SHORT TASK 1 - In the forum thread below about PyFlink, how many different possible keys can the schema of the Map object returned by Scala have?

QUOTED TEXT -
>>>

Re: PyFlink - Scala UDF - How to convert Scala Map in Table API?

Pierre Oberholzer Fri, 20 Nov 2020 01:13:18 -0800

Hi Wei,

Thanks for the hint. May I please follow up by adding more context and ask
for your guidance.


In case the bespoken Map[String,Any] object returned by Scala:

- Has a defined schema (incl. nested) with up to 100k (!) different
possible keys
- Has only some portion of the keys populated for each record
- Is convertible to JSON
- Has to undergo downstream processing in Flink and/or Python UDF with key
value access
- Has to be ultimately stored in a Kafka/AVRO sink

How would you declare the types explicitly in such a case ?

Thanks for your support !

Pierre

Le jeu. 19 nov. 2020 à 03:54, Wei Zhong <weizhong0...@gmail.com> a écrit :

> Hi Pierre,
>
> Currently there is no type hint like ‘Map[String, Any]’. The recommended
> way is declaring your type more explicitly.
>
> If you insist on doing this, you can try to declaring a RAW data type for
> java.util.HashMap [1], but you may encounter some troubles [2] related to
> the kryo serializers.
>
> Best,
> Wei
>
> [1]
> https://ci.apache.org/projects/flink/flink-docs-release-1.11/dev/table/types.html#raw
> [2]
> https://stackoverflow.com/questions/28157236/kryo-serialization-with-nested-hashmap-with-custom-class
>
>
> 在 2020年11月19日，04:31，Pierre Oberholzer <pierre.oberhol...@gmail.com> 写道：
>
> Hi Wei,
>
> It works ! Thanks a lot for your support.

<<<

SHORT TASK 2 - Identify each line of the records that contains the string "broken" and copy those lines.

Dataset entries
>>>

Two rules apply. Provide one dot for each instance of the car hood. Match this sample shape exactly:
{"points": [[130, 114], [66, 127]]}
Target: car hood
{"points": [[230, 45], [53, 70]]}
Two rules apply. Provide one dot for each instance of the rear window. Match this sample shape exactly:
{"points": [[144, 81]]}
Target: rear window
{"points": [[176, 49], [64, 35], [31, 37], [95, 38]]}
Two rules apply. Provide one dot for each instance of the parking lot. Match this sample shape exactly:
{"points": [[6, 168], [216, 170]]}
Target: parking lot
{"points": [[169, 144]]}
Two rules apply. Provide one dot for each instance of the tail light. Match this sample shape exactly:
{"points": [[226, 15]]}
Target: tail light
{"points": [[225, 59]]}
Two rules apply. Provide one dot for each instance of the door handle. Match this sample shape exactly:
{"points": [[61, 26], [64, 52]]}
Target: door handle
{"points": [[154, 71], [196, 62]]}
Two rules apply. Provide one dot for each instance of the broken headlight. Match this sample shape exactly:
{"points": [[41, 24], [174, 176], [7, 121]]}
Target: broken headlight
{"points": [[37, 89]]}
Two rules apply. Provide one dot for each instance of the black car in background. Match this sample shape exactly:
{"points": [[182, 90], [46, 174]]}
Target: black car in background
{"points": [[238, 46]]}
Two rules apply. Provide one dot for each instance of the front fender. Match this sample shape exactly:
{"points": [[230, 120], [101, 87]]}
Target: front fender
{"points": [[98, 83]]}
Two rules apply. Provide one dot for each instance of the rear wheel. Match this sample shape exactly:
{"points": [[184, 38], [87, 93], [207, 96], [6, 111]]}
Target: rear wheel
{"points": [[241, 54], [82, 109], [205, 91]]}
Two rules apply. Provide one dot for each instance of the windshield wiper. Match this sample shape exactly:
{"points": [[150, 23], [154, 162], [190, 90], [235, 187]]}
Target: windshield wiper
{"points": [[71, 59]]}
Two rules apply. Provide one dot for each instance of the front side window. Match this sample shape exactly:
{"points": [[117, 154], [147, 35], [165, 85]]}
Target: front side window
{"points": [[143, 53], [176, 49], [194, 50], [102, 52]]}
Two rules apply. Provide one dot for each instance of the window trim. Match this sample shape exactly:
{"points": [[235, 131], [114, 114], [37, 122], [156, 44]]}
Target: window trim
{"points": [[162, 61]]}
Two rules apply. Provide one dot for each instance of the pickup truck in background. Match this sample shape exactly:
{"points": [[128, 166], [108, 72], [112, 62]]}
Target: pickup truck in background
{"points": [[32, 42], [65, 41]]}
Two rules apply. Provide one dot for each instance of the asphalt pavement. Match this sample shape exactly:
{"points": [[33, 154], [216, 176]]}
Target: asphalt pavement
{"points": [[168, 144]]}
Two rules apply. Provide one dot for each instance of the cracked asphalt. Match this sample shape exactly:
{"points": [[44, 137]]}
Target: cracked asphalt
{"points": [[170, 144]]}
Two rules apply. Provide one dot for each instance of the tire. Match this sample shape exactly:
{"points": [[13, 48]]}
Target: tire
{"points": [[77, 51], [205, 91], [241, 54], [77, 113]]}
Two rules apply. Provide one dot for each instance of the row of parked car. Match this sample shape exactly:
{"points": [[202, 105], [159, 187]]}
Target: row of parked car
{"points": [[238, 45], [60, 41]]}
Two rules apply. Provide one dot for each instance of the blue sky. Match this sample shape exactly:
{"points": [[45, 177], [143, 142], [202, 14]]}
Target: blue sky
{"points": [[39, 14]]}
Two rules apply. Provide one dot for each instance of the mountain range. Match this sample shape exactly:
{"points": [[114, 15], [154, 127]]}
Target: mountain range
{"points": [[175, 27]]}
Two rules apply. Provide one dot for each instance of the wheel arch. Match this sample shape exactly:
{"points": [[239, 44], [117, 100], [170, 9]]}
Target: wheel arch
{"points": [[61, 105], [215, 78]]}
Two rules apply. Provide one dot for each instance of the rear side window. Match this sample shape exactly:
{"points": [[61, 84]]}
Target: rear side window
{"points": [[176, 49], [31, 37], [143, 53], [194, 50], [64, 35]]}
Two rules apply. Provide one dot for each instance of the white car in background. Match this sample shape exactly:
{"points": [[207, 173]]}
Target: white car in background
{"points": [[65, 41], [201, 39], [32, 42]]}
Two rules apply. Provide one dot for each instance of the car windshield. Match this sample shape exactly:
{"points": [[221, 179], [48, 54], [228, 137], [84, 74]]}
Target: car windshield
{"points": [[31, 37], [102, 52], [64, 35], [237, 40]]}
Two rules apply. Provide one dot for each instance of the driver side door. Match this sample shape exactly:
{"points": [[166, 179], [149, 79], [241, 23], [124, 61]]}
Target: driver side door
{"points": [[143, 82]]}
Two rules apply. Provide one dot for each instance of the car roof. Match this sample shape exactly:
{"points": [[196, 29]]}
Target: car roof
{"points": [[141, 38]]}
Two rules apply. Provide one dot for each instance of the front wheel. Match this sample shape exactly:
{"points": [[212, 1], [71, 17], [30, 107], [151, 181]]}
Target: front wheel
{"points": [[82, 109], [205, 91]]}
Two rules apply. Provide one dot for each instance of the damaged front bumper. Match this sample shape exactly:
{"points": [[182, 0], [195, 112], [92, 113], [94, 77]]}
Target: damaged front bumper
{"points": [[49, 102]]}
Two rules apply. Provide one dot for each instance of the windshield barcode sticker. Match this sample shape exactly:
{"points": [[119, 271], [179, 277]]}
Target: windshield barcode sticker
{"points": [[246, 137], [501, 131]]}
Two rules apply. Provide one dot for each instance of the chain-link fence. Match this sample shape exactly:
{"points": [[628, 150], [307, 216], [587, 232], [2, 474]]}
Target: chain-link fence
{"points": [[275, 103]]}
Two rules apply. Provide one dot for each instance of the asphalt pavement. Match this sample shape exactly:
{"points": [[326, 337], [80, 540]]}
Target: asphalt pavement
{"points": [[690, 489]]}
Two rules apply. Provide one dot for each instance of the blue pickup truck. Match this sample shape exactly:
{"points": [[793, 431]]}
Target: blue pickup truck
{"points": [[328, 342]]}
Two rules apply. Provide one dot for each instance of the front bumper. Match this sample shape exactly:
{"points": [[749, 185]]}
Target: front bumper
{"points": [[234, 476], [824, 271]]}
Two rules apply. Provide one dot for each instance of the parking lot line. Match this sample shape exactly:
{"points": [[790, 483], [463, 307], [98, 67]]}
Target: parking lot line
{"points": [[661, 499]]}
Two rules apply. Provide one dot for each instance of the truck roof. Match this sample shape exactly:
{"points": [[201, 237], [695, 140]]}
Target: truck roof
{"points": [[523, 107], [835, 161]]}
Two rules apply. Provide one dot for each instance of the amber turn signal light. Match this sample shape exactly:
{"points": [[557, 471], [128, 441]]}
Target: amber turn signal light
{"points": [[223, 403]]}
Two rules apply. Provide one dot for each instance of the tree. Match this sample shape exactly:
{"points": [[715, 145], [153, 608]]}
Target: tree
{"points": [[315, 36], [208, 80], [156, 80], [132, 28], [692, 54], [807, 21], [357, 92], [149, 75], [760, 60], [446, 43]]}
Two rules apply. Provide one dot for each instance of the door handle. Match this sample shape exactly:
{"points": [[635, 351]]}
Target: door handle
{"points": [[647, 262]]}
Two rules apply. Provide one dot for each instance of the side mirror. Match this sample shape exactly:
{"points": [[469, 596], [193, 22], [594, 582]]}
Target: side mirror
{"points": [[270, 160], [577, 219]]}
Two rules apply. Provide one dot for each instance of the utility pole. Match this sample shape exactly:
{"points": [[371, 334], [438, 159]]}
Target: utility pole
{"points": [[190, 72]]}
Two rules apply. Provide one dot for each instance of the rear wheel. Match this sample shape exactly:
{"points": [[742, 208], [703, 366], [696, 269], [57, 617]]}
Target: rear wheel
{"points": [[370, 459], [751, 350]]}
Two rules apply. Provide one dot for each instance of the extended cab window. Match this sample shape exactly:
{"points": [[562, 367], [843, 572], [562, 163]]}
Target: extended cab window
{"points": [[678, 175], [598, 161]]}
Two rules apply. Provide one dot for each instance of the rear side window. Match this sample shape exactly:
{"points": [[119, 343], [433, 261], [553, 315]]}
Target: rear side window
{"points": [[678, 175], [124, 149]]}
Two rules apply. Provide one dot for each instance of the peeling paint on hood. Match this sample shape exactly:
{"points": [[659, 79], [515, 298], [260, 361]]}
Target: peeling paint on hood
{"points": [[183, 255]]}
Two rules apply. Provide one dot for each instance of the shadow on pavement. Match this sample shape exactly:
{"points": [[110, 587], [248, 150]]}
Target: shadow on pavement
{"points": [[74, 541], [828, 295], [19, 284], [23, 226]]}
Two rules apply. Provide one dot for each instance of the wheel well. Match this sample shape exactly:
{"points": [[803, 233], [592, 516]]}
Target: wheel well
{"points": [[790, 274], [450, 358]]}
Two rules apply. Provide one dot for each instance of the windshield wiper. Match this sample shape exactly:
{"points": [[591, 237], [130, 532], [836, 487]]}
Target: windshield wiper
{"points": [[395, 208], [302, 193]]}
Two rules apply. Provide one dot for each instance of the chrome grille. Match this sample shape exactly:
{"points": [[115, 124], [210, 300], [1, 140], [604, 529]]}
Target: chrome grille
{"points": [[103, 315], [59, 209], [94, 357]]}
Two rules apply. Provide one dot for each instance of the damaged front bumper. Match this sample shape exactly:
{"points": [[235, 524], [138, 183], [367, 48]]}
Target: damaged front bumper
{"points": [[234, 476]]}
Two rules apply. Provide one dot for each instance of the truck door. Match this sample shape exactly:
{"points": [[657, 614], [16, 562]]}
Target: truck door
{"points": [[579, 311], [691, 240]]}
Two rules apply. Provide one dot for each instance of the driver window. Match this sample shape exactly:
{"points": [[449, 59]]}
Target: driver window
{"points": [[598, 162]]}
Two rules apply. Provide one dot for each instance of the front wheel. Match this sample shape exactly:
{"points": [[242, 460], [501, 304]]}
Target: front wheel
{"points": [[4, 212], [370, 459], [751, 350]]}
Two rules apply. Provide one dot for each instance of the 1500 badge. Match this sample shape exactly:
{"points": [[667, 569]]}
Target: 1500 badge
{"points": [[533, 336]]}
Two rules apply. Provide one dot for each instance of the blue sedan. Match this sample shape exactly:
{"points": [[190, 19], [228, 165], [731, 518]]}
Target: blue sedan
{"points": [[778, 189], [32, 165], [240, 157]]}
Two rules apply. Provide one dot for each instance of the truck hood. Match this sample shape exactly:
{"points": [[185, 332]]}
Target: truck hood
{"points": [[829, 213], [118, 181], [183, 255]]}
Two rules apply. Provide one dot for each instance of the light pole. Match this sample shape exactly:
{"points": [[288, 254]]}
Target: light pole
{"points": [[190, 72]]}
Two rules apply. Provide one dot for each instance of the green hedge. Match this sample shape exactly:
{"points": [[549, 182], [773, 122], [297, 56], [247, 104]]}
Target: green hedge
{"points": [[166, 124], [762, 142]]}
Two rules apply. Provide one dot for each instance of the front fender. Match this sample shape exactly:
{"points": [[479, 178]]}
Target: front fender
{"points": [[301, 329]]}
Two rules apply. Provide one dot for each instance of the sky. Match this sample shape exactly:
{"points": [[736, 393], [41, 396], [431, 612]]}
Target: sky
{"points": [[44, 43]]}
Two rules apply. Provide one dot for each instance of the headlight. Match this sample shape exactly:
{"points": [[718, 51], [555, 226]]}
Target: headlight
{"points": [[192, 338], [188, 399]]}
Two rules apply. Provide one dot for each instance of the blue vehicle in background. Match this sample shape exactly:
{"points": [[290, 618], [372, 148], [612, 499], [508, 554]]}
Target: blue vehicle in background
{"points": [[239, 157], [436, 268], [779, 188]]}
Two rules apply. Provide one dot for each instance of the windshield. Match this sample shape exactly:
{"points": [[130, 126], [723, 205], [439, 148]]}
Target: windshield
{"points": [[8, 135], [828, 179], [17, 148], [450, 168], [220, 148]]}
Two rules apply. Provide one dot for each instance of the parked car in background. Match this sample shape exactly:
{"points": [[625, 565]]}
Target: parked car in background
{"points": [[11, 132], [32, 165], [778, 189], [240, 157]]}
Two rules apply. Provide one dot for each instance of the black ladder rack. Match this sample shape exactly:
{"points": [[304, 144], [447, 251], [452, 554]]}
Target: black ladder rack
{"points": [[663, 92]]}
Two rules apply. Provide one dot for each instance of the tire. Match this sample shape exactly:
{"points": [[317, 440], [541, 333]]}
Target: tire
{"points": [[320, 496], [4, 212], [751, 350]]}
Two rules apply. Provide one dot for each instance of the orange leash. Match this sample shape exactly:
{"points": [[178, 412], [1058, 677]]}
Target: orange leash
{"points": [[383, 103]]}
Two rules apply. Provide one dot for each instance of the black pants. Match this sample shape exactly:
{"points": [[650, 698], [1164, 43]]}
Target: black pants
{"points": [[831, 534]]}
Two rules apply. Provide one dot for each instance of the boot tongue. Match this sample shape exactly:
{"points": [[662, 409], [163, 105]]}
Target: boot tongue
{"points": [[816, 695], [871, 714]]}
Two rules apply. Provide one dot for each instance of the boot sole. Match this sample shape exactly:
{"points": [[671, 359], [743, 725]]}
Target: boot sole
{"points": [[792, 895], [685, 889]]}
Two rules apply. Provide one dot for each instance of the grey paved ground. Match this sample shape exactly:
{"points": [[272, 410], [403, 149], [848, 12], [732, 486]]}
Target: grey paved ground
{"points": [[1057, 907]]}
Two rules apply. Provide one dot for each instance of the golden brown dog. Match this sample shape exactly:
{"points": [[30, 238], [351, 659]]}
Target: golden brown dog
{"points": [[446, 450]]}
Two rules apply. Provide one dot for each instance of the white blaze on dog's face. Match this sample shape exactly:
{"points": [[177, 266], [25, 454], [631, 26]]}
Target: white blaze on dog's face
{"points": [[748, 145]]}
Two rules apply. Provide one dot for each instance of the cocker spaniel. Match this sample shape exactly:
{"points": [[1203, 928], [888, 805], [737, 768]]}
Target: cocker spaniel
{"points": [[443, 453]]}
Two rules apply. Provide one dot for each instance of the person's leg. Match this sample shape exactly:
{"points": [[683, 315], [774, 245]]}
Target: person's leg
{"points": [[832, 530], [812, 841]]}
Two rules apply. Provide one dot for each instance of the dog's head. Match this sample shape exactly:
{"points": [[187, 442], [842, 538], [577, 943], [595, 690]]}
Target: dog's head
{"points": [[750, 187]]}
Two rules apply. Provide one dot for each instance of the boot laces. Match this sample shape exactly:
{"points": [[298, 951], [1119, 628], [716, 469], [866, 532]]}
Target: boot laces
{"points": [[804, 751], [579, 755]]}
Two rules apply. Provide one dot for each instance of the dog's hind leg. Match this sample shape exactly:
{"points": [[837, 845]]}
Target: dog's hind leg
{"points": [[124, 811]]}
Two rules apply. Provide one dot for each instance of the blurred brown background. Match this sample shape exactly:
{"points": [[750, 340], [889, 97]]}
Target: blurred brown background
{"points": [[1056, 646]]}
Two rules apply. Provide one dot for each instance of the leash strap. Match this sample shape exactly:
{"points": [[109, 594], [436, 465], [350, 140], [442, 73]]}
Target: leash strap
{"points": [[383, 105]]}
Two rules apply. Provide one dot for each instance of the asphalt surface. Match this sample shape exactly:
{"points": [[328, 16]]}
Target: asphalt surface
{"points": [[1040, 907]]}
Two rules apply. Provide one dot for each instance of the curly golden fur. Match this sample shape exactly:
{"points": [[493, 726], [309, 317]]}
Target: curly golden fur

<<<

EXPECTED OUTPUT 1 - Up to 100k.

EXPECTED OUTPUT 2 -
Two rules apply. Provide one dot for each instance of the broken headlight. Match this sample shape exactly:
Target: broken headlight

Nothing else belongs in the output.